WHAT TO WORK ON =>
Each line of the data below from the one holding "x=191, y=182" to the one holding "x=83, y=166", inclusive, is to be reproduced exactly; no other line belongs in the answer.

SOURCE INFORMATION =>
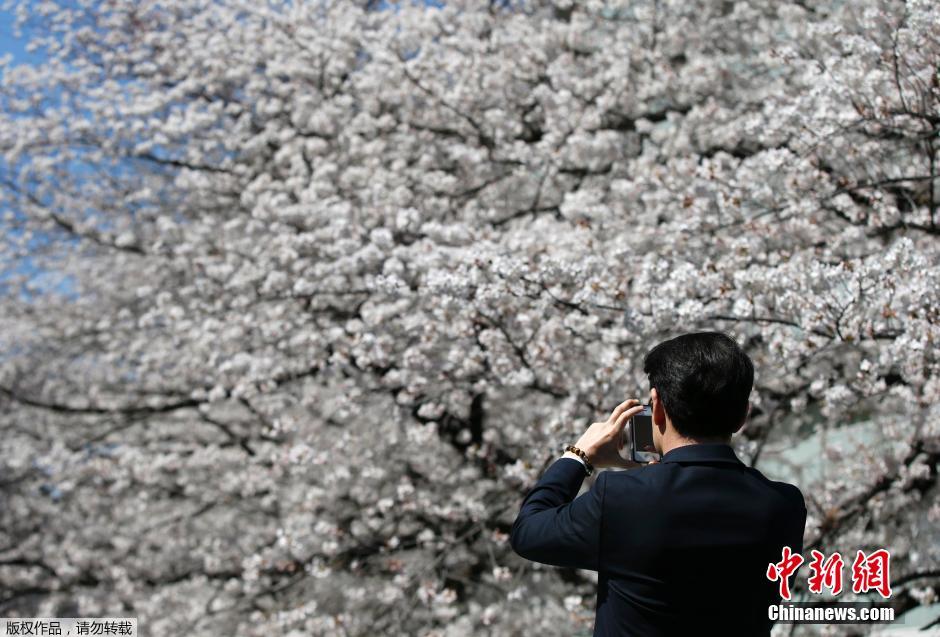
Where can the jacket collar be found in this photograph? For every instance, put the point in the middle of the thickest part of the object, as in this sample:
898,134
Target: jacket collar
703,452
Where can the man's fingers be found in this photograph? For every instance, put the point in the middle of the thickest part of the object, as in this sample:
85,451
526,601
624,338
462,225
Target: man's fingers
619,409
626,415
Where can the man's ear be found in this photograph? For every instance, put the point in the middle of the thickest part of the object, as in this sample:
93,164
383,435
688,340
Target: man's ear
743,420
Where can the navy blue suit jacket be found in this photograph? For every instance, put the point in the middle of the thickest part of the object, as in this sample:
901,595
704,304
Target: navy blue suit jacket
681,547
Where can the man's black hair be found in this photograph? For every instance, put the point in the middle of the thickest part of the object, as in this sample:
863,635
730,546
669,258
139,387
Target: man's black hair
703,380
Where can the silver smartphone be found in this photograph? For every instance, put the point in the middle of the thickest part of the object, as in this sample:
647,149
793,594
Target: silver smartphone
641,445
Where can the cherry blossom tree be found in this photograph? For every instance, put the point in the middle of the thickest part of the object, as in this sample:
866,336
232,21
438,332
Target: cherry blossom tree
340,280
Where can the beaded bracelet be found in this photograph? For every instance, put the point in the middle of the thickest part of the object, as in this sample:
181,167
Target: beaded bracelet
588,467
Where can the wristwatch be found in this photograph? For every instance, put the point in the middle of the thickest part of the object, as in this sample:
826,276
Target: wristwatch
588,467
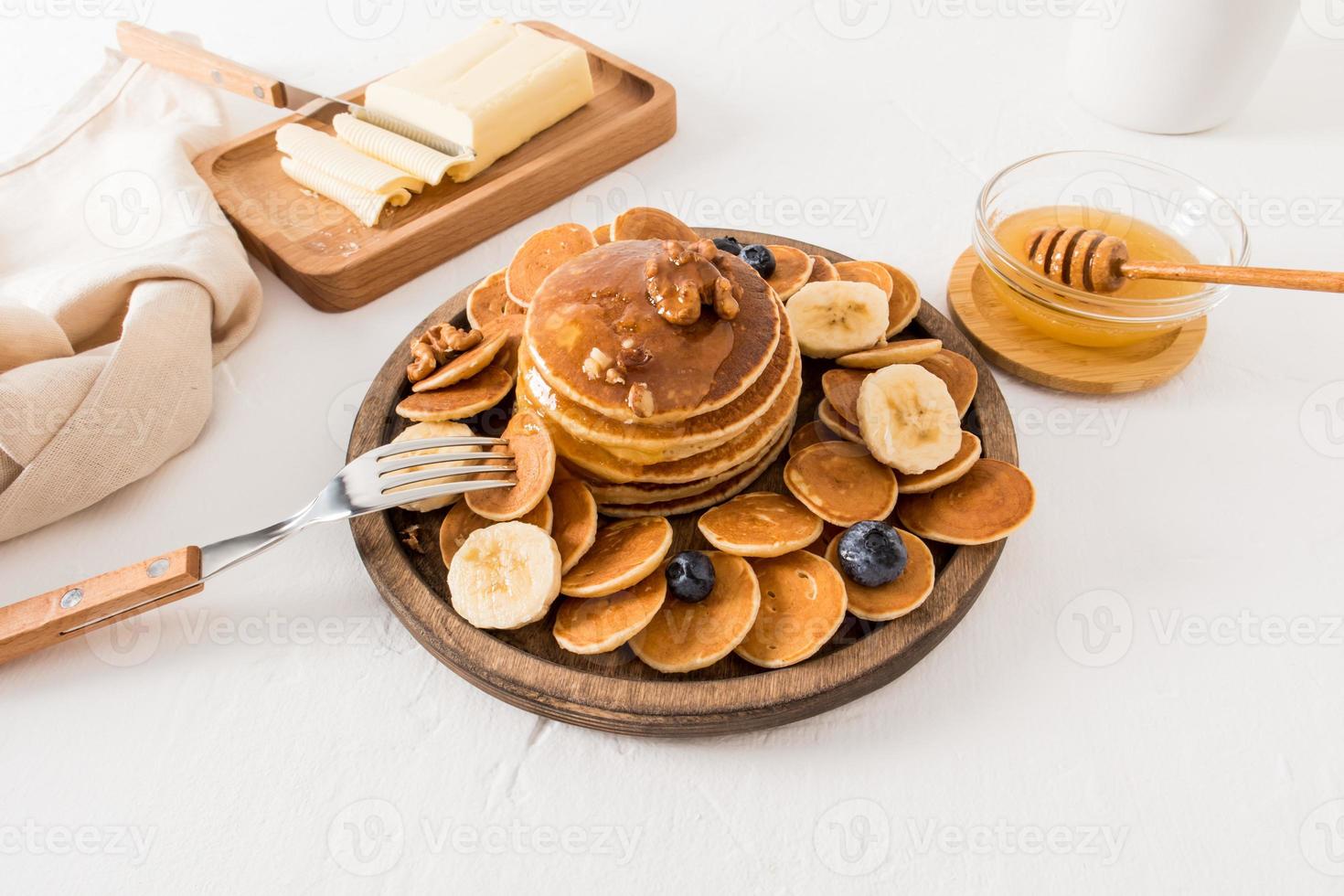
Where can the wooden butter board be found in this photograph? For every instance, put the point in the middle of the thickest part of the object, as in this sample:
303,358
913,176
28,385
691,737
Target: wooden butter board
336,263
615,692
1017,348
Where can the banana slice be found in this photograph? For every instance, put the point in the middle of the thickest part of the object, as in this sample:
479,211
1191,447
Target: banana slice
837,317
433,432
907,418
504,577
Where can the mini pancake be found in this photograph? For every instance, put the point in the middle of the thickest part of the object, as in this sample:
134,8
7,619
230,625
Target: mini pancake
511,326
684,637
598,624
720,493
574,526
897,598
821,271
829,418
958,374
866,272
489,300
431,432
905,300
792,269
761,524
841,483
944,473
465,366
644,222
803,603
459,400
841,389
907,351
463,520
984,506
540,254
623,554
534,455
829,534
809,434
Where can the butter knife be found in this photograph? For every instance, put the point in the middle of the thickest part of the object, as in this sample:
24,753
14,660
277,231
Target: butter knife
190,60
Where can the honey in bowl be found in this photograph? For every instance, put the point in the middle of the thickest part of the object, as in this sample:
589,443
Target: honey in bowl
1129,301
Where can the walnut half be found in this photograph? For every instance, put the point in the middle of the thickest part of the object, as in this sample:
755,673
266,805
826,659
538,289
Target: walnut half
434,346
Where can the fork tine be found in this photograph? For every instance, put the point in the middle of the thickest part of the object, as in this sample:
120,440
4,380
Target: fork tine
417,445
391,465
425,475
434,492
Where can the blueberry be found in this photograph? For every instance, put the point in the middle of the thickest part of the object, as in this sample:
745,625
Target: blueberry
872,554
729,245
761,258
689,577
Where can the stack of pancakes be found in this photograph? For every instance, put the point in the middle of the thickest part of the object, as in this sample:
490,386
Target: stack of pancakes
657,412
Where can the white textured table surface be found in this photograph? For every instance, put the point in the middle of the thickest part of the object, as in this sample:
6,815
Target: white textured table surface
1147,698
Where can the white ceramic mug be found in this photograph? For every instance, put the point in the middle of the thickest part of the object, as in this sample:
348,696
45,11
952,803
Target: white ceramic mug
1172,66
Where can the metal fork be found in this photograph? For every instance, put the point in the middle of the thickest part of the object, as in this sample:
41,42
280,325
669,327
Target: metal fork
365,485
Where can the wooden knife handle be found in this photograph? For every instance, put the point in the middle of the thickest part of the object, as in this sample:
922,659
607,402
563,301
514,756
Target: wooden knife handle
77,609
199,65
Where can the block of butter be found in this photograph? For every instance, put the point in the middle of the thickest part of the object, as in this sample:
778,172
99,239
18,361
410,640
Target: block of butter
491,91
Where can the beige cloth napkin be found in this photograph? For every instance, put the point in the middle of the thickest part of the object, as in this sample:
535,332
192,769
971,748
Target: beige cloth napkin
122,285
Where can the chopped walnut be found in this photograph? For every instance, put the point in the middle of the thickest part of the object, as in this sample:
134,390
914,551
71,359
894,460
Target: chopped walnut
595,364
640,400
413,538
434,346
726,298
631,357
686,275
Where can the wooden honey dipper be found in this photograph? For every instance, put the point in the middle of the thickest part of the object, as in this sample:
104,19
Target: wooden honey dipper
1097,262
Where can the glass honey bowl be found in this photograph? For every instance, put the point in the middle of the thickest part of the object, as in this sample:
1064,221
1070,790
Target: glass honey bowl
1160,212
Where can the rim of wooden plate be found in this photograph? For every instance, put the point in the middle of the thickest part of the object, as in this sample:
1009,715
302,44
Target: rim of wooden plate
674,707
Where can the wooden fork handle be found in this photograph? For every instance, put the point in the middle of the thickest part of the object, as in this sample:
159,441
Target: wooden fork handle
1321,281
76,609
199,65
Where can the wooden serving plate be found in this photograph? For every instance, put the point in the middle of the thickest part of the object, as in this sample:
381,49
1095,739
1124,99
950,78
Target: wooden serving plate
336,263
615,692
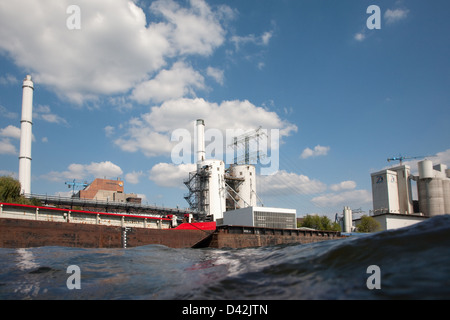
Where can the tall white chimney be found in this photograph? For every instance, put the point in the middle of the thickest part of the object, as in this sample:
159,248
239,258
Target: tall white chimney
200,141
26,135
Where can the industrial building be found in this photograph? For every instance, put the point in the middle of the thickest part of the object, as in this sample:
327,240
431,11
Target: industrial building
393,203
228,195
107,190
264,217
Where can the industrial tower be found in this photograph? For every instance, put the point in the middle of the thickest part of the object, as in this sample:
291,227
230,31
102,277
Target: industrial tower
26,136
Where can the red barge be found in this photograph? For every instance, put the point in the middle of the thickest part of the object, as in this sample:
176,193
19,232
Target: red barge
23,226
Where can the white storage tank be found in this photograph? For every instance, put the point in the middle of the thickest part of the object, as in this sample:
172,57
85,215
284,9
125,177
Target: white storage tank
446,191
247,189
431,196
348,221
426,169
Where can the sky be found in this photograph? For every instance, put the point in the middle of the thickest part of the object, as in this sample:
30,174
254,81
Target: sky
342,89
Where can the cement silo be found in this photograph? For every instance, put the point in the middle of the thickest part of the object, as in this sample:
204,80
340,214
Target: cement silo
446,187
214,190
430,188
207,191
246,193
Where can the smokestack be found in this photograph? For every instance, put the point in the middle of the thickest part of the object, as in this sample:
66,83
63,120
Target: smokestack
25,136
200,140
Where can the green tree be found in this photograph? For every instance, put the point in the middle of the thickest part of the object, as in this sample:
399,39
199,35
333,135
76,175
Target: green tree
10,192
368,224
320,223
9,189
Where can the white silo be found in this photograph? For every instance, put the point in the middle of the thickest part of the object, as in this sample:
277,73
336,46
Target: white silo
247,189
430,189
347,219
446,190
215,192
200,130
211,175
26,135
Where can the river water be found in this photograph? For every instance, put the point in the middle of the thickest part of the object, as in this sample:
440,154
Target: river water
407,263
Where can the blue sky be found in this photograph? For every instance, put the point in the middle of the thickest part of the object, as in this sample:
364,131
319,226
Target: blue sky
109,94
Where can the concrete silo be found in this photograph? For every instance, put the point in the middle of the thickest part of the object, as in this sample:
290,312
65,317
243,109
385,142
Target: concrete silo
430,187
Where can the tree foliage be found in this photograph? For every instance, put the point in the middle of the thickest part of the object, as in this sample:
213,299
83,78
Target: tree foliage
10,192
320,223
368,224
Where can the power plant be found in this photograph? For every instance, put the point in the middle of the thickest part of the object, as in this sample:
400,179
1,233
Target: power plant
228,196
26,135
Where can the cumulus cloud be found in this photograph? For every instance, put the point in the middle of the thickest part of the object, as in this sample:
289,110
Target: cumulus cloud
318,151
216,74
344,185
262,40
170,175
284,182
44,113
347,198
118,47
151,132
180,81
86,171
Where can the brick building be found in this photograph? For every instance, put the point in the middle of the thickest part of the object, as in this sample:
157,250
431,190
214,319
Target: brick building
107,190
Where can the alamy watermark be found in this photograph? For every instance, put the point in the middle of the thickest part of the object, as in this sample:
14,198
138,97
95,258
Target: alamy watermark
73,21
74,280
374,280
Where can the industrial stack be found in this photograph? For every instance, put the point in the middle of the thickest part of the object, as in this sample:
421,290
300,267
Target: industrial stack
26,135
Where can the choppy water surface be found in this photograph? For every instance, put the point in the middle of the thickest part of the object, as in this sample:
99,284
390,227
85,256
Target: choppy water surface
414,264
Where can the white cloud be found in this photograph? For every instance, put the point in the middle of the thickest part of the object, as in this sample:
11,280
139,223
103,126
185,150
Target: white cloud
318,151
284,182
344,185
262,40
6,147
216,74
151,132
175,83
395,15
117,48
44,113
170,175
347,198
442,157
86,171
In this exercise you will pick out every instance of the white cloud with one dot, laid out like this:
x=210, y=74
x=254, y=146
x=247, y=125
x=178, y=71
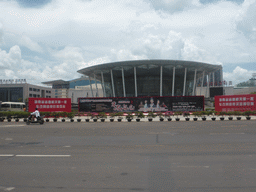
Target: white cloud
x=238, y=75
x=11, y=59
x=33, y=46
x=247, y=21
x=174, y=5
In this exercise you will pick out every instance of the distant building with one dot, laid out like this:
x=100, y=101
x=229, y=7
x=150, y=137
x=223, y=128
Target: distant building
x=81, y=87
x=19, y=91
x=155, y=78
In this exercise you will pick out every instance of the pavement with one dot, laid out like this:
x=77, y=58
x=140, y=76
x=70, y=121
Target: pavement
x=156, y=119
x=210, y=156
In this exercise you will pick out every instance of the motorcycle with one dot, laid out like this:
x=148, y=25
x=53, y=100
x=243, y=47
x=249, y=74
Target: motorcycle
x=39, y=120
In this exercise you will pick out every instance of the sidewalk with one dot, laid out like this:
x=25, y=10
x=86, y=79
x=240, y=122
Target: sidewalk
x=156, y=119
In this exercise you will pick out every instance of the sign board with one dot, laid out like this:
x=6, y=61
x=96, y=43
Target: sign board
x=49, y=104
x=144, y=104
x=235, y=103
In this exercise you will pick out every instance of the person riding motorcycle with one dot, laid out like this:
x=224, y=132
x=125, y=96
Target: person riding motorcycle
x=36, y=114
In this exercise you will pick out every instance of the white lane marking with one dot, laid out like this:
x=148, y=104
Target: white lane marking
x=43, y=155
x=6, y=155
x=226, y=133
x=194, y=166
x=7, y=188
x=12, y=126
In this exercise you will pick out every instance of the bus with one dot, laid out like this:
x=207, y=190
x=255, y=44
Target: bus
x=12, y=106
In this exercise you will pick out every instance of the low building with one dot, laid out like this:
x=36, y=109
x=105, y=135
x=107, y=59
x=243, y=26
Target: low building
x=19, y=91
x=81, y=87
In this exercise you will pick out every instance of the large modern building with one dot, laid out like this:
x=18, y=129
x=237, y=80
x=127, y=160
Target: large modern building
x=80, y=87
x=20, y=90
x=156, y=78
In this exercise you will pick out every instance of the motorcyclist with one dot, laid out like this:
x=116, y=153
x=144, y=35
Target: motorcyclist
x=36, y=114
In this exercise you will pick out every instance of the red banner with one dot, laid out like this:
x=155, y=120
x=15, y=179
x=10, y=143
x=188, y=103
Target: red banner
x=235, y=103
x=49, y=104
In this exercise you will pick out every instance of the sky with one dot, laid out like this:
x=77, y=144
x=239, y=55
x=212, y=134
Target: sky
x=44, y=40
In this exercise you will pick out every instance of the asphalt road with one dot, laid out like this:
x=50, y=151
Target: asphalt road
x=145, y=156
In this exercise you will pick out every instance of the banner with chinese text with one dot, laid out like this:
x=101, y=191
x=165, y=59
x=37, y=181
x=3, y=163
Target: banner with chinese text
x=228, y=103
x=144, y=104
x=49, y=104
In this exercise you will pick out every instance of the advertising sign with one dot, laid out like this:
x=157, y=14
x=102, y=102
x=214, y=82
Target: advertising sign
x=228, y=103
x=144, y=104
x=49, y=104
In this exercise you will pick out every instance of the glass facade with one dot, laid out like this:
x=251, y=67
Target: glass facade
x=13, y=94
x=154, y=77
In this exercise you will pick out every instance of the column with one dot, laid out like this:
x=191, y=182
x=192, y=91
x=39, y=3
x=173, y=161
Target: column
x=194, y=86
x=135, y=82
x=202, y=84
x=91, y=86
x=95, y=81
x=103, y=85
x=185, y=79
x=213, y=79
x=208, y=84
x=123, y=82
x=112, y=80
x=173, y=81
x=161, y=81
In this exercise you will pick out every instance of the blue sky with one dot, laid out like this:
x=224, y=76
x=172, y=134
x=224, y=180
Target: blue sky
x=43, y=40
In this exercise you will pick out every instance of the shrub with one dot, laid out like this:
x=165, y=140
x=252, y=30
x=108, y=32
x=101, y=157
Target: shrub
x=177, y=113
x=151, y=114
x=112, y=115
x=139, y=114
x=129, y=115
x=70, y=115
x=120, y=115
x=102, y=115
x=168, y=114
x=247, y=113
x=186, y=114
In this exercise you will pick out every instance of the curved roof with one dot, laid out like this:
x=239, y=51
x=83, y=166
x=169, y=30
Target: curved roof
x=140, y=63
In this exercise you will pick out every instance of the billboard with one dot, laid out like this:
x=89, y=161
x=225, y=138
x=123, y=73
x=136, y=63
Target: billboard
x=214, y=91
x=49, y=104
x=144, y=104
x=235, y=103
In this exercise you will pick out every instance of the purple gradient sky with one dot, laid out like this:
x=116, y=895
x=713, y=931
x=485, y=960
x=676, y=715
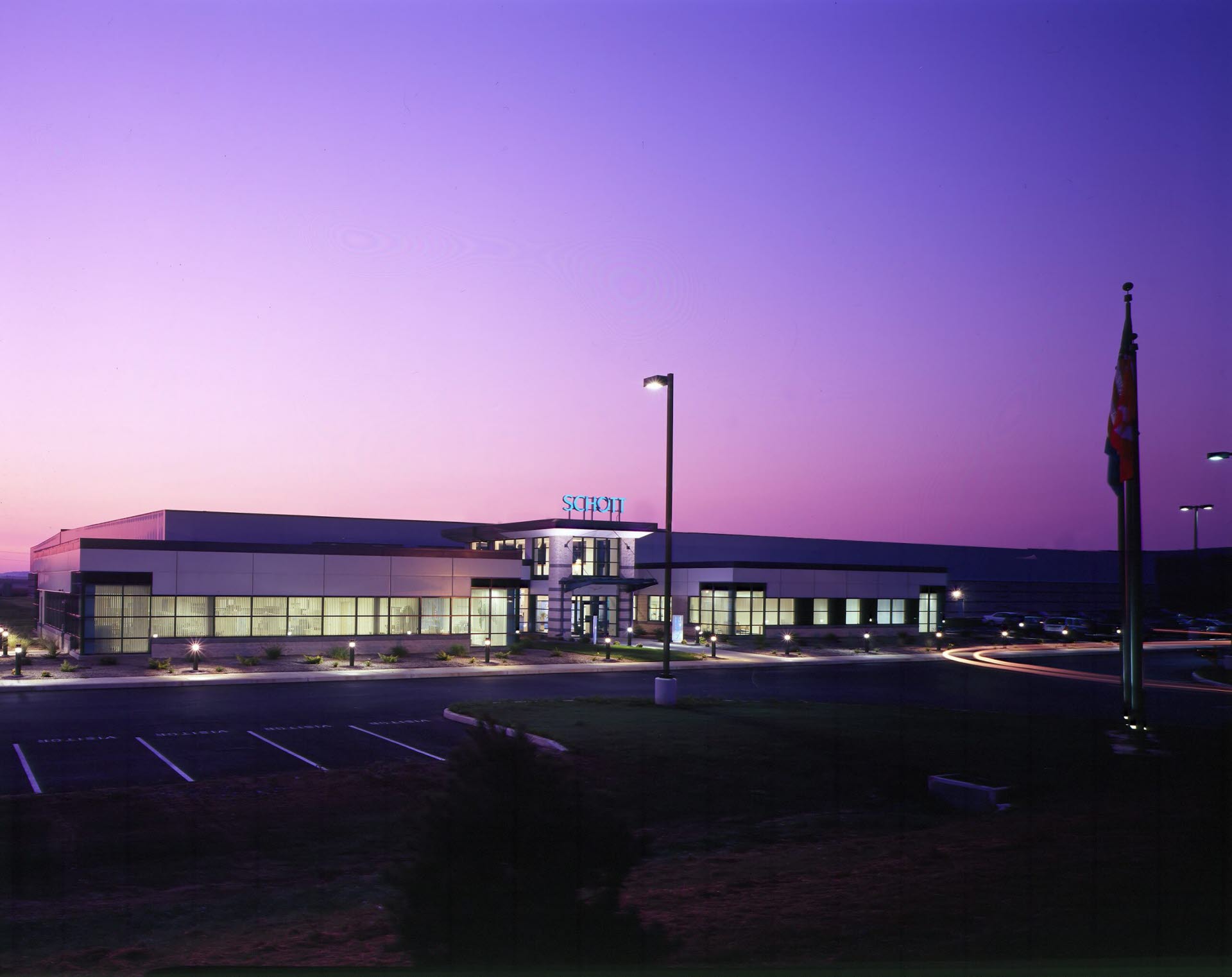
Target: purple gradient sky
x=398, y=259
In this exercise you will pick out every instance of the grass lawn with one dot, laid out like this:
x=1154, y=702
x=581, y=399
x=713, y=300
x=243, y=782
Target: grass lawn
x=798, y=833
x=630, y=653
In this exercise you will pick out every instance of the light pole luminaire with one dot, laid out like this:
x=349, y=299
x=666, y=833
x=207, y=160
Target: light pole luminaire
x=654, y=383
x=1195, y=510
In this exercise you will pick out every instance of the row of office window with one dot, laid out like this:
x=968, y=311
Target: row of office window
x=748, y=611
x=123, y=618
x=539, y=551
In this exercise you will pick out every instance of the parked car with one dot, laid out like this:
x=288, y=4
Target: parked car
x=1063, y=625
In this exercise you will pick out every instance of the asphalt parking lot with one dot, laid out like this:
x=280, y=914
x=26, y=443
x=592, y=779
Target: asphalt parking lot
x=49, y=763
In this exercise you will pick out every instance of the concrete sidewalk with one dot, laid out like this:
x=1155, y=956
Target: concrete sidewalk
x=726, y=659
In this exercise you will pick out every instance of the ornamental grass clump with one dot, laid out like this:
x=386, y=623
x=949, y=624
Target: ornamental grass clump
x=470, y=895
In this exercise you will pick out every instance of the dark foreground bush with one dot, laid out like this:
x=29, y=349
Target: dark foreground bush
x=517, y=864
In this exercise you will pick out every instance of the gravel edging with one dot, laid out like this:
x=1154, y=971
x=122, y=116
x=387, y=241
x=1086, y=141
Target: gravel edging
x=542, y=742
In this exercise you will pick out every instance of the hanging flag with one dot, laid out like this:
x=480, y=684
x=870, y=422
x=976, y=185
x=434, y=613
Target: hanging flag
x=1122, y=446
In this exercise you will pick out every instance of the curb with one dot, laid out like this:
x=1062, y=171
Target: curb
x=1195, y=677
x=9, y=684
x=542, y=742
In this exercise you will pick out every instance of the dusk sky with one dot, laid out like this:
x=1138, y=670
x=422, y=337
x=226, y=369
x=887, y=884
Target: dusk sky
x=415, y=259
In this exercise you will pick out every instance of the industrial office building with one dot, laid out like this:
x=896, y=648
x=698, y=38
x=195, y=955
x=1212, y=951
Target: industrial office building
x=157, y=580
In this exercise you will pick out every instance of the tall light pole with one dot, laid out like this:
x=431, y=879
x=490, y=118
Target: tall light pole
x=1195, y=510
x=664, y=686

FINAL ANSWER =>
x=191, y=182
x=192, y=91
x=39, y=3
x=173, y=161
Target: column
x=194, y=86
x=135, y=82
x=202, y=84
x=91, y=86
x=95, y=81
x=103, y=85
x=185, y=79
x=213, y=79
x=208, y=84
x=123, y=82
x=112, y=80
x=173, y=81
x=161, y=81
In this exercise you will pick out every instance of the blue sky with one dot, laid out like this:
x=224, y=76
x=172, y=134
x=224, y=180
Target: blue sky
x=43, y=40
In this exercise you will pick out every instance of the shrub with one dot, laid out like this:
x=165, y=140
x=252, y=30
x=108, y=32
x=101, y=157
Target: shrub
x=177, y=113
x=151, y=114
x=112, y=115
x=139, y=114
x=129, y=115
x=70, y=115
x=120, y=115
x=102, y=115
x=168, y=114
x=247, y=113
x=186, y=114
In this exercise you will pick out every instance of the curved roof with one dot, laid out like this:
x=239, y=51
x=83, y=166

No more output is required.